=== Assignment ===
The required result is each line of the entries below containing the string "mirror".
++++++++++++++++++++
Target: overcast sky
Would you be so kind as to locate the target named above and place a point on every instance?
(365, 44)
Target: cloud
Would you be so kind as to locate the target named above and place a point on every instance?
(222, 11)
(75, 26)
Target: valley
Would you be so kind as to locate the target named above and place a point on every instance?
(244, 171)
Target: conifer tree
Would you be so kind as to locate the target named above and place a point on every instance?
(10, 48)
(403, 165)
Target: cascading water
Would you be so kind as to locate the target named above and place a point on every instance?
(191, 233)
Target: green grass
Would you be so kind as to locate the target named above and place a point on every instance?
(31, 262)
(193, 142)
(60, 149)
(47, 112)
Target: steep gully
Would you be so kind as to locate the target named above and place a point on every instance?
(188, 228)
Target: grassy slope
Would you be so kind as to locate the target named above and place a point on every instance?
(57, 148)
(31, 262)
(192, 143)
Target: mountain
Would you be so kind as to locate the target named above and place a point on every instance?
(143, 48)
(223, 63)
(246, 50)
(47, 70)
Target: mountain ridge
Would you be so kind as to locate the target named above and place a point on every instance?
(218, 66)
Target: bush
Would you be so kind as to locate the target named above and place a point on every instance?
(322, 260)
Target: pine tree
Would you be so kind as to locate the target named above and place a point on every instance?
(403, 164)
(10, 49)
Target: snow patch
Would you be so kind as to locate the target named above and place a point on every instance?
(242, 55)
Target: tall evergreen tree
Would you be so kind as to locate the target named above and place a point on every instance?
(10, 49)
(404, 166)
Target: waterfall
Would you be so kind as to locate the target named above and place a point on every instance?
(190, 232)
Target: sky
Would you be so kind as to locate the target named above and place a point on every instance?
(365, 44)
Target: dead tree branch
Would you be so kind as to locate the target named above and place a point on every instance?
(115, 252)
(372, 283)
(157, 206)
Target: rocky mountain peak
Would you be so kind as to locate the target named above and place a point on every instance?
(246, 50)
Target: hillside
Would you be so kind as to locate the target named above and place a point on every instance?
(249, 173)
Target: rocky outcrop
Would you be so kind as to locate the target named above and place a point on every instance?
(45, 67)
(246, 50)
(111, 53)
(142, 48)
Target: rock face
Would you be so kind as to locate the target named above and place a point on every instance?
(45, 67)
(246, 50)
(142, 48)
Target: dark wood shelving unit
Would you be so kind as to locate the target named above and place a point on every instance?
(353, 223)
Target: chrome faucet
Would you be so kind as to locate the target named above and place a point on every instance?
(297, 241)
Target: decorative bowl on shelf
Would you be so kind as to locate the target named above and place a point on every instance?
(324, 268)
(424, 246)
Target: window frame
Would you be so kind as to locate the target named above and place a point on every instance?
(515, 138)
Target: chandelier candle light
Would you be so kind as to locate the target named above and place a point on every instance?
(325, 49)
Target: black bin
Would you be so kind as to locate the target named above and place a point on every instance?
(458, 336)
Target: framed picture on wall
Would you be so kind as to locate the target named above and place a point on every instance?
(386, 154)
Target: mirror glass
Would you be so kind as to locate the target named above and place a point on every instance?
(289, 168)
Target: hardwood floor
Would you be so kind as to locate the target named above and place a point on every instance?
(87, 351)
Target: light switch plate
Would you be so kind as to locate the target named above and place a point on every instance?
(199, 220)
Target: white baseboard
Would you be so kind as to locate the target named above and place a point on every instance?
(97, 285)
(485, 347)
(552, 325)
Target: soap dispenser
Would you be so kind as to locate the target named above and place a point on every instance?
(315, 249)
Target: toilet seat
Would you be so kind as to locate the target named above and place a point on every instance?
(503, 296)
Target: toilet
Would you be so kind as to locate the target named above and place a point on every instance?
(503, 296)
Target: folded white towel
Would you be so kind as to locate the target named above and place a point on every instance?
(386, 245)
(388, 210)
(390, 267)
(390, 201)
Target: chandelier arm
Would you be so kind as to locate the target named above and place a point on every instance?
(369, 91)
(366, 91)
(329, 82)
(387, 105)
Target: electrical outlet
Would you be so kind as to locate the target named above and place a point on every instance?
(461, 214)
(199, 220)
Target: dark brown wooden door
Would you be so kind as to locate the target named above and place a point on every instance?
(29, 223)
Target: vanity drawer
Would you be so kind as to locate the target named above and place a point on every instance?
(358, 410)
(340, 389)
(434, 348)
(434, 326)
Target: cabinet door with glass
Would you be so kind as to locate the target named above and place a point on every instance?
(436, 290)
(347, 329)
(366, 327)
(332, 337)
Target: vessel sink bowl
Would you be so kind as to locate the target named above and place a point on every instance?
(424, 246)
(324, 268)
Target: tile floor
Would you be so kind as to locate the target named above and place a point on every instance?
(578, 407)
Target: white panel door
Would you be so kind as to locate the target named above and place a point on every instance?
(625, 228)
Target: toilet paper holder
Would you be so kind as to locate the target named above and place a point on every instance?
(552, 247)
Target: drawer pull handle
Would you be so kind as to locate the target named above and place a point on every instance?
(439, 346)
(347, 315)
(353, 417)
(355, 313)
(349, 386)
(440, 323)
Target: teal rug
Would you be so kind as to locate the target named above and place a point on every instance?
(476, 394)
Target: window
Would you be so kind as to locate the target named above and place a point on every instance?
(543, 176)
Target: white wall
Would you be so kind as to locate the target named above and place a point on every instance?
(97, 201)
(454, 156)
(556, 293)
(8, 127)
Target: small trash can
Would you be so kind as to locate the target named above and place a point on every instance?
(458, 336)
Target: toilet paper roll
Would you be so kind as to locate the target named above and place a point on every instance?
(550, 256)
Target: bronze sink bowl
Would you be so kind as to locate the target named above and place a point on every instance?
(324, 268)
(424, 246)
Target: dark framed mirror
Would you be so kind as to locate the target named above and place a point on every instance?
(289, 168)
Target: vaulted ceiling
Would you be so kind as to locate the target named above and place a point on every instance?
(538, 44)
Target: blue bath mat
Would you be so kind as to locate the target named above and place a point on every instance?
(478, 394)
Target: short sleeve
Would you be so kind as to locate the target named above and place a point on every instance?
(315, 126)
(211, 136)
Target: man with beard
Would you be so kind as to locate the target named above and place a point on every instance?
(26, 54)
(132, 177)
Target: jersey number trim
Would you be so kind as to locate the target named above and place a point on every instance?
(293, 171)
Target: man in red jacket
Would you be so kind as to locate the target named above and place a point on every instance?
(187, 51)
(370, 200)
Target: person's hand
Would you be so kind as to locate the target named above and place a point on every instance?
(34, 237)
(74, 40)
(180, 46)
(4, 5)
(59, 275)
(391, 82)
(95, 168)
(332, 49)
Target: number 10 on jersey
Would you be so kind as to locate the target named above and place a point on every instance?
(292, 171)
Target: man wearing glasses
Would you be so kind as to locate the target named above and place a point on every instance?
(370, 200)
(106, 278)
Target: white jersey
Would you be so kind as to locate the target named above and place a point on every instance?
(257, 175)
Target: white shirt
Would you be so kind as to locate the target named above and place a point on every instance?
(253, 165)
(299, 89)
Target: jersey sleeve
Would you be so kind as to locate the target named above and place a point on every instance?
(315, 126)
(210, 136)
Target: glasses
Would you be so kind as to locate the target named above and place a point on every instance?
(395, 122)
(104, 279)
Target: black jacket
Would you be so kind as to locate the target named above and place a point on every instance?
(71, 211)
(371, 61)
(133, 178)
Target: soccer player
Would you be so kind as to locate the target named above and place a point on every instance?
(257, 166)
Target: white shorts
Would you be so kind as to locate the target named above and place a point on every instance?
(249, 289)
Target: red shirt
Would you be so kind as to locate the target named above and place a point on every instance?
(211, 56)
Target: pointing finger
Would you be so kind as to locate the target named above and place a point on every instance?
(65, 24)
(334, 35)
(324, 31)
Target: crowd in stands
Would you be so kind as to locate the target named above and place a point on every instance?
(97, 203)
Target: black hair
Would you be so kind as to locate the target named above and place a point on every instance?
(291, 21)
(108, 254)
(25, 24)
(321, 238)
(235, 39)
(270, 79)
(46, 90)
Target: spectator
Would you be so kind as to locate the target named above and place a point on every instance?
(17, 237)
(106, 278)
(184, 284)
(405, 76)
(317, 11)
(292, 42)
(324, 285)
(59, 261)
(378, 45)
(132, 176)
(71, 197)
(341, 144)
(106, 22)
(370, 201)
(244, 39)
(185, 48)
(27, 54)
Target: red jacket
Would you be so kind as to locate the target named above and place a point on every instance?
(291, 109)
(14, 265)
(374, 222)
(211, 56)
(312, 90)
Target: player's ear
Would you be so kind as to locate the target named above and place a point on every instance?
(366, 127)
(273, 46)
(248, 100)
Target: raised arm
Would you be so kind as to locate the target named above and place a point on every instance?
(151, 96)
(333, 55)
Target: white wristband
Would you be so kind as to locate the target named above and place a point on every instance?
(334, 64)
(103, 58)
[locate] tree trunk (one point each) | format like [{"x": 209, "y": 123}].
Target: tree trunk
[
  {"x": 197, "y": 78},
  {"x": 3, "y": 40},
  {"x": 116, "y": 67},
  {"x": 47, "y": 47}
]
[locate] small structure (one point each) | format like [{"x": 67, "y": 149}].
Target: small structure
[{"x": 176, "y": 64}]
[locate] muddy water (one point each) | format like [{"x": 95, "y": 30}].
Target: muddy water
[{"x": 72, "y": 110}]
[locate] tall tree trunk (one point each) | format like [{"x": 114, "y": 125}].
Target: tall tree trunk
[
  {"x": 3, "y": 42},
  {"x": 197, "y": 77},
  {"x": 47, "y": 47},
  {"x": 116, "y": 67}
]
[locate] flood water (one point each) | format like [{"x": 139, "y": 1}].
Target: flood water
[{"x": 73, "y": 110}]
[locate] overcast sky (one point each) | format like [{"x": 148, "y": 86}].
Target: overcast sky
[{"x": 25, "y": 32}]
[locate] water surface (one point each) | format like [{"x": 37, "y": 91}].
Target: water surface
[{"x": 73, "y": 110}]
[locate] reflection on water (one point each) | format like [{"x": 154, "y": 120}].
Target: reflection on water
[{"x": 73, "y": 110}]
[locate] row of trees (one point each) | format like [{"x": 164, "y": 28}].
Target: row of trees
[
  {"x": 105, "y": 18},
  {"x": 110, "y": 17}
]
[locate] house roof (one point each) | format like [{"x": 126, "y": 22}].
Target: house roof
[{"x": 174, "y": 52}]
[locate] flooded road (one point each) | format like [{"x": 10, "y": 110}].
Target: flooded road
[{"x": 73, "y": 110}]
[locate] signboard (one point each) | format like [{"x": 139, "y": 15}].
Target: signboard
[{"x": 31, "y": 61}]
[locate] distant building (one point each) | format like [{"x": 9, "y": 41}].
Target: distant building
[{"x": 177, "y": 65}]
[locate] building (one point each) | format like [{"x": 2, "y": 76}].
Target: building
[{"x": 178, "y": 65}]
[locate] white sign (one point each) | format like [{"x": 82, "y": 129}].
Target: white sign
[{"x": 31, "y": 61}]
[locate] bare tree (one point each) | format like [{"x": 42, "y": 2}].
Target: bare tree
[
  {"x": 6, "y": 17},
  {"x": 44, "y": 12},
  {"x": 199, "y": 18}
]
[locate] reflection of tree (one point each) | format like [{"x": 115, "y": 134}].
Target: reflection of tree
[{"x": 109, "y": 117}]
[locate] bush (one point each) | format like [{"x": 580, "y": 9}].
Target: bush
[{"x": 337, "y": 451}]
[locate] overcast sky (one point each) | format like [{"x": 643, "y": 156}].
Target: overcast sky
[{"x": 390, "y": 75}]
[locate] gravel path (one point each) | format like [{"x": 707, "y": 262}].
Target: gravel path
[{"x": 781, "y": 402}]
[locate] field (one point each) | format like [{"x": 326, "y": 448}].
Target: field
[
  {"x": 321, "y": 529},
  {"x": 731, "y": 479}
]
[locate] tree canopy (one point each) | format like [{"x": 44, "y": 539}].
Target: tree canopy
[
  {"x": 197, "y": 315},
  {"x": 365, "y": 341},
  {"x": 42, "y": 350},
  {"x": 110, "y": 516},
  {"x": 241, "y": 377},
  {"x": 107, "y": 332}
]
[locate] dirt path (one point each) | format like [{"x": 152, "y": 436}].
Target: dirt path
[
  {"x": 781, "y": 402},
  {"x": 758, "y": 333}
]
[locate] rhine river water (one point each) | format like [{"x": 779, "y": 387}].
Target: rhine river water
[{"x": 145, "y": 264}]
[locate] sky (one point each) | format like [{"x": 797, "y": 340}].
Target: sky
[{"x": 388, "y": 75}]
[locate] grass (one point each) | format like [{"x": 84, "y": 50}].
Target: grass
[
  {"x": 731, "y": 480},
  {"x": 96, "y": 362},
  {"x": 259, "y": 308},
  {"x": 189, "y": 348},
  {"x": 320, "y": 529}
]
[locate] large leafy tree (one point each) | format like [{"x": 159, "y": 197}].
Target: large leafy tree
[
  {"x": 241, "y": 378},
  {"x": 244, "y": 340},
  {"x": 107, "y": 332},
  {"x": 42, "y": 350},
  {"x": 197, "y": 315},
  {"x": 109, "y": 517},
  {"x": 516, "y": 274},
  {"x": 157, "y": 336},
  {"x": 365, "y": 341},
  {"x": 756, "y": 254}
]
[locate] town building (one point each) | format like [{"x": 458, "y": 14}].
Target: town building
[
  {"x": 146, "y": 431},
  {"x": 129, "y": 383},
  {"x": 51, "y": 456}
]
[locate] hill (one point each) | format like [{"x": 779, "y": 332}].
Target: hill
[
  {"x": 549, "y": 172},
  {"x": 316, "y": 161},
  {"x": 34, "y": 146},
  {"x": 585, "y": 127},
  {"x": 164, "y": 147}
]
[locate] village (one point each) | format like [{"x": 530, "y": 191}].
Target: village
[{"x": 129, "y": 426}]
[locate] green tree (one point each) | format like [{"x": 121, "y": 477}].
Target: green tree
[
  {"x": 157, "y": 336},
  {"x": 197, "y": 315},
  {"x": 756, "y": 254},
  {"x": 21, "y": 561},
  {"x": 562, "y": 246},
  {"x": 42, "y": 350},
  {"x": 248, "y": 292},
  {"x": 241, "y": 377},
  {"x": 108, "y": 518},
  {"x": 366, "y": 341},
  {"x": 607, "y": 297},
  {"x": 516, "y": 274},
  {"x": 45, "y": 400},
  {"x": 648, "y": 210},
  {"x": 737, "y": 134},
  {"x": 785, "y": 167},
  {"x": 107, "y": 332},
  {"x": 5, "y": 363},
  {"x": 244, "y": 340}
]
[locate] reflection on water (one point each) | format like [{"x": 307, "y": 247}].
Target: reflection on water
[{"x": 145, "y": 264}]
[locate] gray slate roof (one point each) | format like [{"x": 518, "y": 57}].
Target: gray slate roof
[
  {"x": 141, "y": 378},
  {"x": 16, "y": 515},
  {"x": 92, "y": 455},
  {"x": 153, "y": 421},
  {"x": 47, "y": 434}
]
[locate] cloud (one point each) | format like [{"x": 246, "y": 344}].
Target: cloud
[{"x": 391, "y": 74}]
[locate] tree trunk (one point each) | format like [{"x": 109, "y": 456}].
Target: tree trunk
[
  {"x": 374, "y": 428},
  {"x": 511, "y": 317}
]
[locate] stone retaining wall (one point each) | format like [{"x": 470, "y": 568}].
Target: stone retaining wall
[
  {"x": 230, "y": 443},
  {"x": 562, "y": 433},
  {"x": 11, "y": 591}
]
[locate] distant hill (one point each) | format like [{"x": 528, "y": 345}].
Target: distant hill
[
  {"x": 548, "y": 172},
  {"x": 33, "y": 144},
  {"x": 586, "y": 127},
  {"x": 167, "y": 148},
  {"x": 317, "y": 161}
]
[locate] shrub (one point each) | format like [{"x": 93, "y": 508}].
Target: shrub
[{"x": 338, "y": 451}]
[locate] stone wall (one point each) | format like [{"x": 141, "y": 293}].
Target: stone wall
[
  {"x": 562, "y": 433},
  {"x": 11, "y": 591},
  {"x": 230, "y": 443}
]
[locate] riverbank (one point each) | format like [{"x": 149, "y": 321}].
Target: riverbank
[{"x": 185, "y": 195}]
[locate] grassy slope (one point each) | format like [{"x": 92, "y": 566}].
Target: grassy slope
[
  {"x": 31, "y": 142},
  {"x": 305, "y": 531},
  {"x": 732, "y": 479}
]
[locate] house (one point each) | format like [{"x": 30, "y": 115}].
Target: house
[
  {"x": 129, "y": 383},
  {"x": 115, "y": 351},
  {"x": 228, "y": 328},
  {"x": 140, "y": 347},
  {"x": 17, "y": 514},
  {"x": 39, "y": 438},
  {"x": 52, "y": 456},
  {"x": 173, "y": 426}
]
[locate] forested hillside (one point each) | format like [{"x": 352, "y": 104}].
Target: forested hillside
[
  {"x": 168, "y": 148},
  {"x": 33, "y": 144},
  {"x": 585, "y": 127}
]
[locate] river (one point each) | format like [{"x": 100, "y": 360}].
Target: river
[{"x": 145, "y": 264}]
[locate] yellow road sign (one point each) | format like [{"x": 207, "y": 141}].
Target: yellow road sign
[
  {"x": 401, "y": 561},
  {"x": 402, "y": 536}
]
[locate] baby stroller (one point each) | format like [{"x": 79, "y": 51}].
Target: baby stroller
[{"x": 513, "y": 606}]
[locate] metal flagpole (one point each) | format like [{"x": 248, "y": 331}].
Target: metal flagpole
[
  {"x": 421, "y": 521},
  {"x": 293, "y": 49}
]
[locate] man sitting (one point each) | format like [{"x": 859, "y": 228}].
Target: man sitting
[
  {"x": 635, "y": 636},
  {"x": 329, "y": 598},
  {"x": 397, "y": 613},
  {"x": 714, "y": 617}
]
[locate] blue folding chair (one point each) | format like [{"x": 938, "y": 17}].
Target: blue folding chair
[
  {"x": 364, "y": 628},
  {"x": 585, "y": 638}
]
++++++++++++++++++++
=== Output of the exercise ===
Target: mirror glass
Target: dark framed mirror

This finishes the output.